● Problem details
Every entry, from first to last, is to be written out exactly.

● Provided records
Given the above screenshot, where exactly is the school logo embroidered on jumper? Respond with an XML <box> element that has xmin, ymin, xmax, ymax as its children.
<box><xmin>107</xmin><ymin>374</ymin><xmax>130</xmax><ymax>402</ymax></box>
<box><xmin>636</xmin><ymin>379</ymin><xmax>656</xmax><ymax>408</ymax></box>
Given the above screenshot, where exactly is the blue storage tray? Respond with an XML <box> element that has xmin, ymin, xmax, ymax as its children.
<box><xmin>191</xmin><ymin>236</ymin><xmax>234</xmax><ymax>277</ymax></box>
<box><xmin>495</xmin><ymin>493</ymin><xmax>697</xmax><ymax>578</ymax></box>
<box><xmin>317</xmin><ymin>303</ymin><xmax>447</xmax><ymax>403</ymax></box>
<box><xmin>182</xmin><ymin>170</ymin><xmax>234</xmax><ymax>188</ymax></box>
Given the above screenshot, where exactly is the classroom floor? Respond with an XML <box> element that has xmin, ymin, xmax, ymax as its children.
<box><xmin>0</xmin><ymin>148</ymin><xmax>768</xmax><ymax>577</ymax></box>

● Answer box
Given the above screenshot, where exactly is the school logo embroidered on jumper? Respond with an XML <box> element that has xmin, ymin, xmax, ymax as its children.
<box><xmin>107</xmin><ymin>374</ymin><xmax>130</xmax><ymax>402</ymax></box>
<box><xmin>636</xmin><ymin>379</ymin><xmax>656</xmax><ymax>408</ymax></box>
Given the above screenshot, where exactly is the blue storage tray? Respond with an XML <box> element that has xmin, ymin, xmax, ymax as its children.
<box><xmin>191</xmin><ymin>236</ymin><xmax>234</xmax><ymax>277</ymax></box>
<box><xmin>495</xmin><ymin>493</ymin><xmax>697</xmax><ymax>578</ymax></box>
<box><xmin>317</xmin><ymin>303</ymin><xmax>447</xmax><ymax>403</ymax></box>
<box><xmin>182</xmin><ymin>170</ymin><xmax>234</xmax><ymax>188</ymax></box>
Given the above screenshot, where exactly is the classroom floor? Respond with an XML <box> element that has xmin, ymin, xmax, ymax as its children.
<box><xmin>0</xmin><ymin>148</ymin><xmax>768</xmax><ymax>577</ymax></box>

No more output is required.